Pour ce qui concerne les “actes et des postures indignes de la fonction qu’il prétend incarner et qu’il abaisse irrémédiablement à cette occasion”, le texte d’Arnaud Benedetti que nous reprenons ci-dessous est assez explicite, à propos des dernières sorties de Macron sur ce terrain si malheureux où le président devient une sorte de toupie de la communication la plus erratique et conformiste. Spécialiste de la communication justement, professeur en cette matière à Paris-Sorbonne et auteur du Coup de com’ permanent (éd. du Cerf, 2018), Benedetti considère effectivement le président de la république comme manipulé par une communication devenue folle, objet d’« une crise systémique, inapte à se distancier de la media sphère qui l’assiège au jour le jour ». Et dans ce cas, Macron est, comme ses deux prédécesseurs mais encore plus qu’eux, « l’objet expiatoire, quoique consentant, de cette déréliction permanente ».
Bien qu’il dresse ce procès comme il doit l’être, Benedetti n’en regrette pas moins ce que Macron a semblé être selon lui (et semble parfois être encore mais par instants, selon nous, comme l’on voit avec ses remarques sur l’hégémonie occidentale et l’OTAN) : « Comme il semble loin le temps des premiers pas d’Emmanuel Macron à l’Élysée. [...] L’État au sommet paraissait retrouver sa respiration marmoréenne. »

» Données:

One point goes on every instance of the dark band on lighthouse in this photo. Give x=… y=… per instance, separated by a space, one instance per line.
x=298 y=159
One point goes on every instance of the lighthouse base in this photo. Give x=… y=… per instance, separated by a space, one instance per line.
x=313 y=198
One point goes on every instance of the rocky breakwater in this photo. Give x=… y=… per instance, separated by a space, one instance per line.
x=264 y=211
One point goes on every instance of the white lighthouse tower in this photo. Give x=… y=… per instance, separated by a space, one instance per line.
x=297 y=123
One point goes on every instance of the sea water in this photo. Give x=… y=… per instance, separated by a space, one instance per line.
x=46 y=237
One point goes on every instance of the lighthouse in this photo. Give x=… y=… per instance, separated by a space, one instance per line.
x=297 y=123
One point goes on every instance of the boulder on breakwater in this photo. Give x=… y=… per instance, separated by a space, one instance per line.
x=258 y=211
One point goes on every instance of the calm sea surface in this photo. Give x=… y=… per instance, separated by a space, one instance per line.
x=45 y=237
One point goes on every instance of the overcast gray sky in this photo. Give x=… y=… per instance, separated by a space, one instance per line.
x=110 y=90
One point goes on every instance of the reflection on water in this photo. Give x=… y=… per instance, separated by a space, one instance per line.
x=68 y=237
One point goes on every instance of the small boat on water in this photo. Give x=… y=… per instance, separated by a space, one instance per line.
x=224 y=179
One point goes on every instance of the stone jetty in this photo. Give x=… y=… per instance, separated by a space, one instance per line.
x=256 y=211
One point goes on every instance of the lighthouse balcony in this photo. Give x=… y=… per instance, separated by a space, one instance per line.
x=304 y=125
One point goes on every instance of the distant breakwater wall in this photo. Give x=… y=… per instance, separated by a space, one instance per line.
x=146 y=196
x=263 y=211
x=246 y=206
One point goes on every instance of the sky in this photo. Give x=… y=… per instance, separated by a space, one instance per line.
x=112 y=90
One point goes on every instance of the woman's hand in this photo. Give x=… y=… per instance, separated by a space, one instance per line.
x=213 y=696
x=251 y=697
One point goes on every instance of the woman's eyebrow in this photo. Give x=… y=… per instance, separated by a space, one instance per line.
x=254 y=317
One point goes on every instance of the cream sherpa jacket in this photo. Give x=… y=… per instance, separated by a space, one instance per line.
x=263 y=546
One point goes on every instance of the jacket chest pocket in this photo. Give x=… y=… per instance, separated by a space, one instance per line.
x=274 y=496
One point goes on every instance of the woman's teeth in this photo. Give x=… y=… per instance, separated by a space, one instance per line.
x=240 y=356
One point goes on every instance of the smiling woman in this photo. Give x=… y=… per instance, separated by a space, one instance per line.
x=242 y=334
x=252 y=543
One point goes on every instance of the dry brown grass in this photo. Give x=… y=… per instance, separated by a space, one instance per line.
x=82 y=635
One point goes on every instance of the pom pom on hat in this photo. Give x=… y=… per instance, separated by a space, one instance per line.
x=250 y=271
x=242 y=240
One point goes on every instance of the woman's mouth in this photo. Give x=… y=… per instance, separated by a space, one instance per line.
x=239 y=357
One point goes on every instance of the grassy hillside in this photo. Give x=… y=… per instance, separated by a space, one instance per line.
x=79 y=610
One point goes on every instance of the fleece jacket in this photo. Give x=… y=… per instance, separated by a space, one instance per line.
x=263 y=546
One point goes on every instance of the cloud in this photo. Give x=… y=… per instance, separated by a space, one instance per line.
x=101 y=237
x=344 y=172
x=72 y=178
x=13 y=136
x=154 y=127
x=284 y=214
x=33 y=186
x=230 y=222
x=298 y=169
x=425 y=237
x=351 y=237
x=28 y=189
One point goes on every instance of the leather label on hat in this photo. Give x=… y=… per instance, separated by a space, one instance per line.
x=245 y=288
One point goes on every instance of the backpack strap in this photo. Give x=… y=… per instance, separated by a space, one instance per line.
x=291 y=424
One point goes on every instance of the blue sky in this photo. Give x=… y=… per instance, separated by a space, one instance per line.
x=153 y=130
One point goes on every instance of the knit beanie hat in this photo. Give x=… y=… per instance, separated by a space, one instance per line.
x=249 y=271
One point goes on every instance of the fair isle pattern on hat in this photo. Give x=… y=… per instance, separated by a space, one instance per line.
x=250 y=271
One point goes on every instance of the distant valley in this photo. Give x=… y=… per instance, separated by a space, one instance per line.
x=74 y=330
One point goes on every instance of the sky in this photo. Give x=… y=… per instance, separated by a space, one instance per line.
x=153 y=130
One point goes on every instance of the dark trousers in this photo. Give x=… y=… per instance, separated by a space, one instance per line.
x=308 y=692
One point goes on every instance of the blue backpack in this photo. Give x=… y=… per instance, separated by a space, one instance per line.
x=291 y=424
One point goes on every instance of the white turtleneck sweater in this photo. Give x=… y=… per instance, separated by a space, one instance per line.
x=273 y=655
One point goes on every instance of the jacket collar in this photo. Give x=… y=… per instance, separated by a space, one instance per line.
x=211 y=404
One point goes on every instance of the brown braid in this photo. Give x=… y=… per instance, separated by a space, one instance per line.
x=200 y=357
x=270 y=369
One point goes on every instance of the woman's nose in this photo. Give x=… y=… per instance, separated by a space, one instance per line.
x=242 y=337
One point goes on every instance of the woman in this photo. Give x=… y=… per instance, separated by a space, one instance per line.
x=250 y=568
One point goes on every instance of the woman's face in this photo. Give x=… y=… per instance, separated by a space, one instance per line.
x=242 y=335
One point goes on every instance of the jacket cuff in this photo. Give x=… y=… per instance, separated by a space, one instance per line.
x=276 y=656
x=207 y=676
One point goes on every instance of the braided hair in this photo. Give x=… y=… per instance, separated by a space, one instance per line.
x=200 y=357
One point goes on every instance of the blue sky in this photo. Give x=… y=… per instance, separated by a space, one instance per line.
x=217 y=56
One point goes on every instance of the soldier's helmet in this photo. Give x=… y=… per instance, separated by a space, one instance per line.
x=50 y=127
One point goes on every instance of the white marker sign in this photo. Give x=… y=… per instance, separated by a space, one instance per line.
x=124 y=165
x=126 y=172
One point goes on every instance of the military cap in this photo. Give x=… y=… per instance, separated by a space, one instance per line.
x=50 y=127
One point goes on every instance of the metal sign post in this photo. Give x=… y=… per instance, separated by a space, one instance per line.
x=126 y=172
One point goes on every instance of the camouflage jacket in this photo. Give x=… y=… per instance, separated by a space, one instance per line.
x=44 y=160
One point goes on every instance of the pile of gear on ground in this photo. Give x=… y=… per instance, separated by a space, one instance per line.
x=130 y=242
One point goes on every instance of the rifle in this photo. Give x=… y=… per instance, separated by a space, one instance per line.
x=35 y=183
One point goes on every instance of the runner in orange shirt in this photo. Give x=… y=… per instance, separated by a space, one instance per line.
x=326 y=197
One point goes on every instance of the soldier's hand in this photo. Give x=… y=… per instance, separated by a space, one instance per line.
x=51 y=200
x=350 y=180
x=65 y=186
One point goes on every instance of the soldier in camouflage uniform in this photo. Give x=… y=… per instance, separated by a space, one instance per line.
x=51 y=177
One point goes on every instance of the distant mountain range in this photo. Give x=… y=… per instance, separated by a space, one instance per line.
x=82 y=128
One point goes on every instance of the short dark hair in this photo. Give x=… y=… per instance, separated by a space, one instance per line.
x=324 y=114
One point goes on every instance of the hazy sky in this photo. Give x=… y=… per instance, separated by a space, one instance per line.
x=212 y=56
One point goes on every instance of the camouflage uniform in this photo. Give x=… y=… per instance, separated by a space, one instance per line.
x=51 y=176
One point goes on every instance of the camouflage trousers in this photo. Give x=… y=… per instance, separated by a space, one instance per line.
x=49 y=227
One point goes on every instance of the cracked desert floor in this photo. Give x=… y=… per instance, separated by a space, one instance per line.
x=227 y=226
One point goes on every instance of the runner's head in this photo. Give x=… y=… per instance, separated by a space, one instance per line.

» Questions:
1/ Selon l'extrait sur la communication de Macron, de quel ouvrage Arnaud Benedetti est-il l'auteur ?
2/ Poursuivez, s'il vous plaît, la rédaction de l'extrait sur la communication de Macron à partir de sa dernière phrase.
Les enregistrements proviennent d'une autre source que l'extrait.

» Réponses:
1/ Il est l'auteur du Coup de com' permanent, paru aux éditions du Cerf en 2018.

2/
Finalement, ce qui devrait sembler le plus étonnant dans ce comportement général est moins un facteur chronologique d’évolution (présidentiel au début, dissolution du président en garnement ensuite) qu’un constant facteur psychologique de cloisonnement. Il s’agit notamment de l’impossibilité où se trouve Macron d’opérationnaliser ses “propos audacieux” qui s’écartent complètement du modèle standard de la pensée-Système, en regard d’une politique générale qui au contraire exécute les conceptions (globalistes, néo-hyperlibérales, etc.) de la pensée-Système, au prix d’une impopularité extraordinaire s’exprimant dans le sentiment de haine rappelé ci-dessus. Comment peut-on identifier la décadence, sinon la “mort cérébrale“ d’un système et de ses institutions, et en même temps glorifier ses productions pour forcer à leur application jusqu’à risquer la catastrophe politique. Il s’agit là d’une sorte de virus qui n’est pas chinois ni mystérieux, mais postmoderne et clairement identifié.
Il apparaît évident qu’il faut classer les écarts qui font l’objet de la réflexion de Benedetti dans la seconde catégorie des standards de la pensée-Système, dans ces gestes presque d’une sorte de “provocation adolescente” (son “côté Trudeau” selon Finkielkraut, qui identifie deux “parrains-inspirateurs” à ce côté macronien-postmoderne : Attali et Justin Trudeau). Le texte de Benedetti, sous le titre original de « Angoulême: “Emmanuel Macron renoue avec la désinvolture” », a été publié dans Figaro-Vox, le 31 janvier 2020.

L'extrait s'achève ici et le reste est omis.